──────── Excerpt provided
The number of drilled but uncompleted wells, or DUCs, has been rising steadily for nearly two years. Are costs keeping crews at bay? Are there enough crews to begin with? PBOG asked experts to explain why the backlog of well completions has become the biggest story in well completions.
By Tony Burke
The land game, as played by exploration and production companies in the Permian, has complex rules and myriad variations. Market conditions on a given day could push one company toward a lease, and another toward a purchase. Small parcels change hands as companies attempt to contiguously lump their parcels. An abnormally deep-flowing formation may be able to sustain a horizontal well at one depth and an entirely different well placed a few thousand feet deeper. Toss in the occasional oddity such as a 200-foot wide “right of way” railway easement cutting a swath through any number of different properties, and it’s easy to see how operating an E&P in a basin as hot as the Permian can get complicated, not to mention expensive.
Land is always going to be at a premium when the oil is flowing, and drilling has been on a steady rise since oil prices began their gradual recovery back in 2016. While the price of mineral rights, as well as surface rights, have regressed from the high-five-figure spike they saw last year, acreage is still commanding a strong price point.
The land game is an intricate and endlessly fascinating one, but is the price of land fluctuating to the point of impacting well completions, or drilling of any kind? Drilling activity and production are key metrics, but they are not the whole picture. Looking at the drilled but uncompleted well (DUC) count adds yet another set of factors, and some much-needed shading to the portrait.
“Lease terms give producers some flexibility once they spud a well,” said Bryan Livingston, CEO of Captial Alliance Corporation, referring to a disconnect between hurrying to drill wells, and not being required to commence production immediately. “You can buy some time on your leases by having drilled-but-uncompleted wells.”
Livingston also noted technological factors, saying, “As recompletion methods improve, the same wells can be viable for longer and longer while maintaining respectable production.”
While these items are more or less under the purviews of individual companies, there are also a number of external conditions that every company must deal with.
Sandy Fielden, Director of Research for the Commodities and Energy Group at Morningstar, Inc., cited figures from the Energy Information Administration (EIA) showing that the DUC count in the Permian has risen month over month, with no dips, every month since August 2016. Companies are drilling. We know this. But why are companies drilling and drilling and only adding to the DUC dossier?
There are a number of theories, summarized by Fielden as (a) too few completion crews; (b) trouble with reliable sand and water sourcing; (c) other logistical or transportation issues; and (d) companies waiting for the “right price point” before tapping their uncompleted wells.
Fielden, like others, has been quick to discount the “right price point” theory as oil prices have been well in excess of Permian breakeven levels for some time.
Tommy Taylor, Director of Oil and Gas Development at Fasken Oil and Ranch, Inc., added, “As a way of doing business I don’t know anybody [who] just says, ‘I’m just gonna [drill some wells and] hold them and wait for things to get better;’ That doesn’t work out all that well economically.”
────────────────
**Exercise set**
• a. In the article on drilled but uncompleted wells, since what month has the Permian DUC count risen every month without a dip?
• b. List the theories that Fielden gives in the article on drilled but uncompleted wells to explain why companies keep adding to the DUC count.
──────── Listing
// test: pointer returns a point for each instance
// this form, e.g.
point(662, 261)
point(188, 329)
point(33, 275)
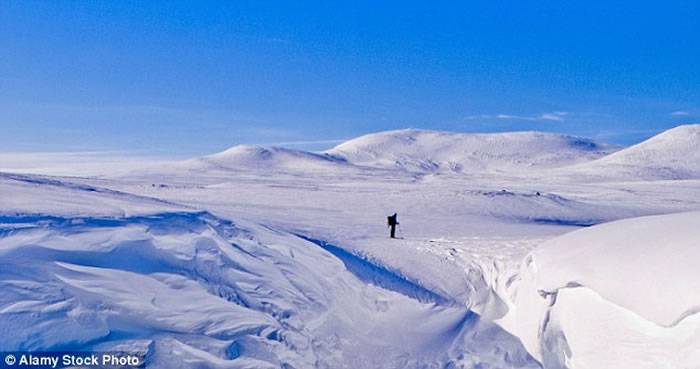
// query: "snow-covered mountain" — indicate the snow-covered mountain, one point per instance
────────────────
**Answers for this exercise**
• a. Since August 2016.

• b.
- Too few completion crews
- Trouble with reliable sand and water sourcing
- Other logistical or transportation issues
- Companies waiting for the "right price point" before tapping their uncompleted wells